How to complete this task:
According to the gluteal strain passage, how high should the stool be for the hamstrings stretch?

====== Passage shown ======

How Can A Gluteal Strain Be Prevented? Gluteal strains are best prevented by warming up properly and doing stretching exercises before your activity.
Gluteal Strain Rehabilitation Exercises: You can stretch your gluteal muscles right away. You can begin strengthening your gluteal muscles as soon as the sharp pain goes away and you only have a dull ache using exercise 3, gluteal isometrics. After gluteal isometrics become easier, you can do gluteal strengthening exercises 4, 5, and 6. After the gluteal strengthening exercises become easy, strengthen you buttock muscles by doing lunges, exercise 7.
1. Single Knee to chest stretch: Lie on your back with your legs straight out in front of you. Bring the knee toward your chest, stretching your buttocks muscle. Hold this position. Repeat 3 times.
2. Hamstrings stretch: With the heel of leg on your injured side resting on a stool about 25 inches high, bend forward at the hips stretching the back of your thigh muscle. Make sure you don't round your shoulders and bend at the waist. Hold this position for 30 to 60 seconds. Repeat 3 times.
3. Gluteal isometrics: Lie on your stomach with your legs straight out ahead of you. Squeeze your buttock muscles together and hold for 5 seconds, release. Repeat 10 times. Do 3 sets of 10.
4. Prone hip extension: Lie prone on your stomach with your on legs straight out behind you. Squeeze your buttocks muscles and lift the leg on your injured side straight. Hold this for 5 seconds and then slowly lower your leg to the floor. Repeat 10 times. Do 3 sets of 10.
5. Resisted hip extension: Stand facing a door with a Thera-Band tied around your ankle. Knot the other end of the tubing and shut the knot in the door. Pull your leg straight back, keeping your knee straight. Make sure you do not lean forward. Repeat 10 times. Do 3 sets of 10. To challenge yourself, move farther away from the door and the tubing will provide more resistance.
6. Hip abduction: Stand sideways near a doorway with your uninjured side closest to the door. Tie a Thera-Band around the ankle of your injured leg. Knot the other end of the tubing and close the knot in the door. Extend your leg out to the side, keeping your knee straight. Returning to the starting position repeat 10 times. Do 3 sets of 10. To challenge yourself, move farther away from the door.
7. Lunge: Stand and take a large step forward with the leg on your injured side. Dip the knee on the uninjured side down toward the floor and bend the leg on your injured side. Return to the starting position. Repeat the exercise, this time stepping forward with the leg on your uninjured side and dipping the leg on the injured side down. Do 10 repetitions on each side.
All material provided is designed for information purposes only and should not be used to replace the care of a health care professional. Do not rely on any of the information for diagnosis or treatment. It is recommended that you visit a qualified health care professional for individual and personal attention.

====== Record set ======

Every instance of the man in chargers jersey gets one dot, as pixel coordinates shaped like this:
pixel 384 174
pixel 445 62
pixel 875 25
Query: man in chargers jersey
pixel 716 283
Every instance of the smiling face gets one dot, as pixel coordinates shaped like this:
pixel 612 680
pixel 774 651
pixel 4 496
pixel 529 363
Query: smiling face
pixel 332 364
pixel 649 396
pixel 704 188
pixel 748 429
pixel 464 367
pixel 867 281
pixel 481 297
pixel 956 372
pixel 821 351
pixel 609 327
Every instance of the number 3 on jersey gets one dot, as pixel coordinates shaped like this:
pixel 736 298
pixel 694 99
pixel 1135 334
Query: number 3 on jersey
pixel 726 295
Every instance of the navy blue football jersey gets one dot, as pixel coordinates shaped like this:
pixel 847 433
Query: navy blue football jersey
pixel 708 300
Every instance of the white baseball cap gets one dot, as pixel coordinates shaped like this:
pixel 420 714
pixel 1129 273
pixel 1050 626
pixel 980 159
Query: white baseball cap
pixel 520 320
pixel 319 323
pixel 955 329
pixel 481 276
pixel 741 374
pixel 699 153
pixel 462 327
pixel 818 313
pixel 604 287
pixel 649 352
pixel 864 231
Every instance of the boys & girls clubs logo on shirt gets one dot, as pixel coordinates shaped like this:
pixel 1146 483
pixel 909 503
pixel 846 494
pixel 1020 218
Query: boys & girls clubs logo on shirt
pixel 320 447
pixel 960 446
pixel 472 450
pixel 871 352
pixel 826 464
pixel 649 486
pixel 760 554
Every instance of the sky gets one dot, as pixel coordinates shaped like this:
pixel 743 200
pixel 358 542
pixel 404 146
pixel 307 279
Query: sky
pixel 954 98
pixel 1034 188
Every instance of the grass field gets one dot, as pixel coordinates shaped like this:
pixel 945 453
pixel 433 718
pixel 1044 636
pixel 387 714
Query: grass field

======

Result below:
About 25 inches high.